# [Task directions]
What is the number of lines in the data holding the word "query"? Give that number by itself.

● ● ●

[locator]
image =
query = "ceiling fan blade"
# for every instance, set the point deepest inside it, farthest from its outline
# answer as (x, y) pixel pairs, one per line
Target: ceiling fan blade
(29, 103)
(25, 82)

● ● ●

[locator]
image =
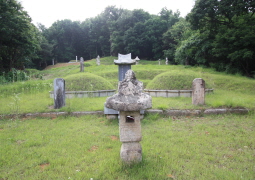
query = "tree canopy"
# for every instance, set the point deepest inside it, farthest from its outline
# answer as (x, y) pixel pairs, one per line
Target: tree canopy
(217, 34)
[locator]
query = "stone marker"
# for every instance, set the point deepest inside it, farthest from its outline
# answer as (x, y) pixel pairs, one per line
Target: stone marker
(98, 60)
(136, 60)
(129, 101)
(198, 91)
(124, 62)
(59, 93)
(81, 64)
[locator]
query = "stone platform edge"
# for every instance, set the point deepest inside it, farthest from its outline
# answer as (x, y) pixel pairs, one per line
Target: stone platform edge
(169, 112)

● ● ●

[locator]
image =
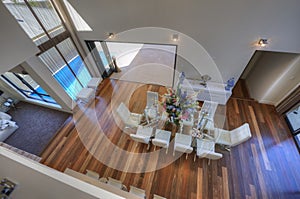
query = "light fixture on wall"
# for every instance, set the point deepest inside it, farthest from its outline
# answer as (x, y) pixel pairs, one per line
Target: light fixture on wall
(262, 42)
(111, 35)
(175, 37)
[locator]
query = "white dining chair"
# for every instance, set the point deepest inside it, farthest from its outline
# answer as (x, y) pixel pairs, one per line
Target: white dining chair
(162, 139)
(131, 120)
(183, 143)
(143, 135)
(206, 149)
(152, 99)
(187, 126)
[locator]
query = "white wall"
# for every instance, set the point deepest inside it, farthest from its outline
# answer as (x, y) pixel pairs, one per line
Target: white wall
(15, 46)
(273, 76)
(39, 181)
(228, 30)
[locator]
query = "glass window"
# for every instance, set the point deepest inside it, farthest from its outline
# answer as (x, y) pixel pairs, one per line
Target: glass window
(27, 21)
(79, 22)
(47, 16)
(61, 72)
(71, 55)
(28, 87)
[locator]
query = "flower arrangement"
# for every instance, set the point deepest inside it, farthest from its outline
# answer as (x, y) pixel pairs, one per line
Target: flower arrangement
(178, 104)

● ● ●

# [Solution to the exercise]
9